[Part of a data file]
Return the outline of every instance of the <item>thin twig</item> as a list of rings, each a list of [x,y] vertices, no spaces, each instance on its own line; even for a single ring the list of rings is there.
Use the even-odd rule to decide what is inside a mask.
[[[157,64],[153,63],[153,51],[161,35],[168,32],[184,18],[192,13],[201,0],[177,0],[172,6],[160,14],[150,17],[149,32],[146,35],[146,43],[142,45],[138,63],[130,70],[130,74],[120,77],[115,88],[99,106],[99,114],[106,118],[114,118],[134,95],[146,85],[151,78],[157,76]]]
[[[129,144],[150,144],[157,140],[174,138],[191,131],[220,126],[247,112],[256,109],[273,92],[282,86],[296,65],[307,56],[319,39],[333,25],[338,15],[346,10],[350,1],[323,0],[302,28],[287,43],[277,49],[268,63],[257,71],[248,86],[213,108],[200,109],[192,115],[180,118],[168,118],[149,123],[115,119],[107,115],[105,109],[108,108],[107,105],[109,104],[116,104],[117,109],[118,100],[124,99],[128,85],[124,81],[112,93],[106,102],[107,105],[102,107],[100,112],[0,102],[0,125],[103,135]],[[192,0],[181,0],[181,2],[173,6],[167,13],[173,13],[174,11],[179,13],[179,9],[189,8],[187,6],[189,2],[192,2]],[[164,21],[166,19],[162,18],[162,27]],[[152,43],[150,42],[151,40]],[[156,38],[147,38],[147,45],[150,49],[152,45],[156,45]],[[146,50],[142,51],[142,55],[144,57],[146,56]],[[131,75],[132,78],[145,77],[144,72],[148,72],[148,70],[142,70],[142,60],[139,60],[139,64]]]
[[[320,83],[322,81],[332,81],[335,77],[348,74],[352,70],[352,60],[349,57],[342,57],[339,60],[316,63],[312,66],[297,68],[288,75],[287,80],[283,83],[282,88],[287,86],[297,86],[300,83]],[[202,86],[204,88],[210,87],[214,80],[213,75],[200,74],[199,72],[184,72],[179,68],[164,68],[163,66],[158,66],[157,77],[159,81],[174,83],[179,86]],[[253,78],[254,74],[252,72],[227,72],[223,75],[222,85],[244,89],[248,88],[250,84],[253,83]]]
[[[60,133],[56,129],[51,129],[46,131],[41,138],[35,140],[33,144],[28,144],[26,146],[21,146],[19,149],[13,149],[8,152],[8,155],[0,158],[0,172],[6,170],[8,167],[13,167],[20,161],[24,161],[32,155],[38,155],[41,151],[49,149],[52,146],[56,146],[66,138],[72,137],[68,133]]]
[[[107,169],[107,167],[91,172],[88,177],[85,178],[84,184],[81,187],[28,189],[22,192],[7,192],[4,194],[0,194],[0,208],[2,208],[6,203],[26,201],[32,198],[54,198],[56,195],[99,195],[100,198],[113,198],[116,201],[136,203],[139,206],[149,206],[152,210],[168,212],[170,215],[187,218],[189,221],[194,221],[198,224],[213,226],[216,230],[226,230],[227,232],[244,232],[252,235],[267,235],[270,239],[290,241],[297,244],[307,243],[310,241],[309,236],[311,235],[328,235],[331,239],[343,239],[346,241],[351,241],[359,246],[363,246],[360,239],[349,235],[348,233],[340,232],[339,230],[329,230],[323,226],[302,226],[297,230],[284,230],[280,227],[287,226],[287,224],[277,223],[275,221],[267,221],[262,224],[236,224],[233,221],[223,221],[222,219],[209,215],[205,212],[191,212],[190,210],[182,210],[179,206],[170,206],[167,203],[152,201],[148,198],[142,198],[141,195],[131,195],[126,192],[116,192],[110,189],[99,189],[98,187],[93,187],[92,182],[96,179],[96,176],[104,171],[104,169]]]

• **CHALLENGE**: Locate every line in the records above that contains the string "even", and copy each of those lines.

• **FINISHED EXERCISE**:
Return the outline of every instance of the <item>thin twig</item> as a list of rings, each a list of [x,y] vertices, no spaces, each instance on its own line; even for a single ring the list of rings is there.
Use the even-odd rule to decide what is inside a mask.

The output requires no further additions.